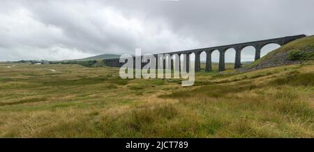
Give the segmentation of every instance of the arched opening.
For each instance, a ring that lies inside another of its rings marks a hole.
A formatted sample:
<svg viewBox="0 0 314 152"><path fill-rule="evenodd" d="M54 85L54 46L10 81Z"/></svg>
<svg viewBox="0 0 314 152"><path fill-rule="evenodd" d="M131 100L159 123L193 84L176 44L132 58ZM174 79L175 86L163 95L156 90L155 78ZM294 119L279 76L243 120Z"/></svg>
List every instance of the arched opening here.
<svg viewBox="0 0 314 152"><path fill-rule="evenodd" d="M205 70L205 66L206 66L206 52L205 51L202 51L200 55L200 64L201 64L201 71L202 70Z"/></svg>
<svg viewBox="0 0 314 152"><path fill-rule="evenodd" d="M234 69L235 49L228 49L225 52L225 69Z"/></svg>
<svg viewBox="0 0 314 152"><path fill-rule="evenodd" d="M211 53L211 68L213 71L218 71L219 65L219 51L215 50Z"/></svg>
<svg viewBox="0 0 314 152"><path fill-rule="evenodd" d="M268 44L264 45L262 49L260 50L260 57L263 57L267 55L268 53L280 48L281 46L279 44L275 43Z"/></svg>
<svg viewBox="0 0 314 152"><path fill-rule="evenodd" d="M255 60L255 48L253 46L248 46L241 51L241 64L248 65Z"/></svg>

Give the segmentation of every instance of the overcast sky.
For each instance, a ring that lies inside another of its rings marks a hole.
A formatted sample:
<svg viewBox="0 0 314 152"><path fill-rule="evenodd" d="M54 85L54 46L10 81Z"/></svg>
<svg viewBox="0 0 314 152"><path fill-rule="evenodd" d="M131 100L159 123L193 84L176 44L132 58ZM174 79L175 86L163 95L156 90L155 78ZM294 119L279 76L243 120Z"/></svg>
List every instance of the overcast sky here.
<svg viewBox="0 0 314 152"><path fill-rule="evenodd" d="M313 0L1 0L0 60L134 54L135 48L156 53L313 35ZM243 60L254 58L253 50L244 53Z"/></svg>

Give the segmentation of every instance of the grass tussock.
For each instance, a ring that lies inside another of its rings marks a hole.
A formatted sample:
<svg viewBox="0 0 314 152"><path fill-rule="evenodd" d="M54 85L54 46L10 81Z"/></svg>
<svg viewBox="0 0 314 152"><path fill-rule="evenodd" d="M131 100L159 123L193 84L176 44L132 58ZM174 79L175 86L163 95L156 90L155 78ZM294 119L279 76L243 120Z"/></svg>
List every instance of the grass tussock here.
<svg viewBox="0 0 314 152"><path fill-rule="evenodd" d="M0 137L314 137L311 63L200 72L189 87L121 79L117 68L47 67L58 72L0 65Z"/></svg>

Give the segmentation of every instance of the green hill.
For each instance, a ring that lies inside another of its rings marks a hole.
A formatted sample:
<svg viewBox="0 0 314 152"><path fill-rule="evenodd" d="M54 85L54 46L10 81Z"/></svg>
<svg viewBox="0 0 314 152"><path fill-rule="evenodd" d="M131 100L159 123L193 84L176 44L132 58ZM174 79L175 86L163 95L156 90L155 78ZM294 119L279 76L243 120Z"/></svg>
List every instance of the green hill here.
<svg viewBox="0 0 314 152"><path fill-rule="evenodd" d="M76 60L76 61L84 61L84 60L102 60L105 59L110 59L110 58L119 58L120 55L117 54L102 54L99 56L91 56L86 58L81 58L81 59L75 59L75 60ZM66 60L68 61L68 60Z"/></svg>
<svg viewBox="0 0 314 152"><path fill-rule="evenodd" d="M314 60L314 36L292 41L239 70L254 70Z"/></svg>

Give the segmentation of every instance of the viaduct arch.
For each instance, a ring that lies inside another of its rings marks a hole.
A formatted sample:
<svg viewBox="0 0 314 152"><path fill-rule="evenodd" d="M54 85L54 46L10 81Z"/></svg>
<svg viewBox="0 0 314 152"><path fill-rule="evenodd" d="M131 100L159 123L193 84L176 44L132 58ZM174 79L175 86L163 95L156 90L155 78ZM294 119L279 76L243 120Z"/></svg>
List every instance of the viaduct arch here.
<svg viewBox="0 0 314 152"><path fill-rule="evenodd" d="M192 50L186 50L180 51L174 51L170 53L164 53L160 54L169 54L172 56L172 54L178 54L179 56L181 54L186 54L187 62L189 62L190 55L194 53L195 56L195 71L200 71L200 54L202 52L204 51L206 53L206 71L211 71L211 53L213 51L218 50L219 51L219 66L218 71L225 70L225 53L229 49L234 49L235 50L235 58L234 58L234 69L241 67L241 52L242 49L246 47L252 46L255 49L255 60L260 58L260 51L262 48L269 44L277 44L280 46L285 45L293 40L299 38L306 37L306 35L298 35L293 36L283 37L274 39L268 39L264 40L253 41L248 42L238 43L229 45L218 46L214 47L202 48L196 49ZM157 56L157 54L154 56ZM134 58L134 57L133 57ZM104 60L104 63L110 67L119 67L123 65L124 63L119 62L119 58L113 59L106 59ZM146 64L145 64L146 65ZM142 65L142 67L143 67ZM187 67L187 70L188 70Z"/></svg>

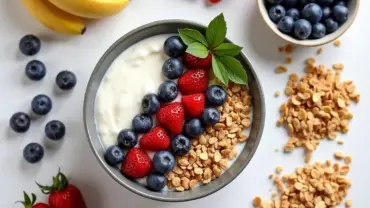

┄┄┄┄┄┄

How many lines in the listing above contain the string "viaduct"? Reply with the number alone.

2